■ REQUIREMENT ■
Write out all of the records below word for word, line for line, with nothing changed.

■ AVAILABLE RECORDS ■
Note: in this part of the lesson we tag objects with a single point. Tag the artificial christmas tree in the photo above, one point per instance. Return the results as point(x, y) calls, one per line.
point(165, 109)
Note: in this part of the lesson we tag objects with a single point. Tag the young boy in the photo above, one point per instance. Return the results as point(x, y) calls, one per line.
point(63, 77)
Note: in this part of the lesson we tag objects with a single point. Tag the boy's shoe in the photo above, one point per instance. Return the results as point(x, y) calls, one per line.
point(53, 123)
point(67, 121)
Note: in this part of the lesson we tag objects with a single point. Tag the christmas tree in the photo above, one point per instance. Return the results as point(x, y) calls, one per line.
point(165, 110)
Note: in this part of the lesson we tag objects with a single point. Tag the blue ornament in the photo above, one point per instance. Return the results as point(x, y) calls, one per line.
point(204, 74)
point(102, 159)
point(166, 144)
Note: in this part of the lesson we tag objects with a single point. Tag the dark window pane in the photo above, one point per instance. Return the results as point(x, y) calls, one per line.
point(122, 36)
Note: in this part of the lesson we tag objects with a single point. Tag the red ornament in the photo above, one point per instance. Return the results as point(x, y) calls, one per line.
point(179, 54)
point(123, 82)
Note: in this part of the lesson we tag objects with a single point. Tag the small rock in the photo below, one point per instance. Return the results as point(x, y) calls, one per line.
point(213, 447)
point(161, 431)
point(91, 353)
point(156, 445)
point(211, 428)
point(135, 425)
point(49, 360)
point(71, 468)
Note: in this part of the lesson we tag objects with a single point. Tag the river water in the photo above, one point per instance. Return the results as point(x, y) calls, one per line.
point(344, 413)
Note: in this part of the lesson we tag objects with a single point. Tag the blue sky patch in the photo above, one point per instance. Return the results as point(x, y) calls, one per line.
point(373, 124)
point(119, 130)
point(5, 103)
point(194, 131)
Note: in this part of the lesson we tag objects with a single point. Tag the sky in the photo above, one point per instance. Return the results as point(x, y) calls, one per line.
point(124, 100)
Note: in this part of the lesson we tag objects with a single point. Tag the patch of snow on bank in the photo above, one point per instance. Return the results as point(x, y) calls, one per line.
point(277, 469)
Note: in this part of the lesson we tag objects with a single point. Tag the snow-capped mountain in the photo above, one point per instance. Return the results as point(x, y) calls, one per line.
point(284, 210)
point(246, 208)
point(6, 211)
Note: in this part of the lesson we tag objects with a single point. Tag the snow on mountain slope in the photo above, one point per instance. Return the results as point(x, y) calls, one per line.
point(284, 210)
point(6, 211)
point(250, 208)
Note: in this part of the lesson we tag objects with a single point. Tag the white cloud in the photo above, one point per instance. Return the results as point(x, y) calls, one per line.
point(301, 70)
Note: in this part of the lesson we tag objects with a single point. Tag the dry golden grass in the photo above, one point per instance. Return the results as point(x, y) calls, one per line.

■ TASK ANSWER ■
Note: in this part of the lesson we tag objects with a single point. Tag the artificial christmas tree in the photo above, one point per instance. Return the results as point(x, y) calls, one per line.
point(165, 109)
Note: in this part of the lesson we tag objects with a single point. Tag the young boy in the photo above, one point per instance. Return the results as point(x, y) calls, one per line.
point(63, 77)
Note: in this part of the lesson we tag objects with a single point. Tag the boy's shoe in the photo above, one point per instance. Return the results as point(x, y) calls, one per line.
point(53, 123)
point(67, 121)
Note: in this part of the lesson we tag objects with a single point. Tag the christmas tree in the photo above, one point per instance. Return the results as point(x, y) calls, one per line.
point(165, 110)
Note: in this part of the lesson we tag objects with a single point. Tag the blue ornament in the photo above, one point per instance. Return the results as point(x, y) calls, one per line.
point(204, 74)
point(102, 159)
point(166, 144)
Note: in this part of the lesson we tag objects with a single point. Tag the dark window pane in the photo above, one point per instance. Return the results as point(x, y) calls, one per line.
point(122, 36)
Note: in this part of the lesson we tag objects with a single point. Tag the red ornament in the photo above, one point per instance. Return the results as point(x, y) calls, one per line.
point(179, 54)
point(123, 82)
Note: in this part of the lesson we tag objects with a single point. Tag the small rock in the photo below, one point per instance. Return the results as point(x, y) calls, one per line.
point(213, 447)
point(161, 431)
point(91, 353)
point(156, 445)
point(211, 428)
point(135, 425)
point(49, 360)
point(71, 468)
Note: in this part of the lesson we tag objects with a single point. Tag the river water in the photo above, one point per instance. Return the results as point(x, y) calls, one per line.
point(344, 413)
Note: in this part of the lesson we tag objects with a single point. Tag the blue sky patch in the photo above, one point per instance. Return the results as point(x, y) calls, one per line.
point(373, 124)
point(119, 130)
point(5, 103)
point(194, 131)
Note: in this part of the lesson we tag objects with a single point. Tag the sky in the photo above, one point per instance. Return the results as point(x, y) calls, one per line.
point(124, 100)
Note: in this part of the lesson we tag objects with a single point. Tag the patch of snow on bank in the photo above, one point per instance. Return the results as point(x, y) calls, one per line.
point(277, 469)
Note: in this part of the lesson we tag objects with a single point. Tag the snow-capped mountain in the photo above, one point per instance. Return the results as point(x, y) calls, one per line.
point(284, 210)
point(246, 208)
point(6, 211)
Note: in this part of the lesson we tag objects with a single point. Tag the snow on mountain slope in the photo above, one point per instance. Return the results as point(x, y) calls, one per line.
point(284, 210)
point(6, 211)
point(250, 208)
Note: in this part of the lesson we tag objects with a single point. Tag the white cloud in the photo above, one point per instance. Return the results as point(x, y) calls, one per line.
point(301, 70)
Note: in this part of the lesson we tag objects with a single point. Tag the dry golden grass in the photo above, one point per instance. Return the results as point(x, y) calls, one per line.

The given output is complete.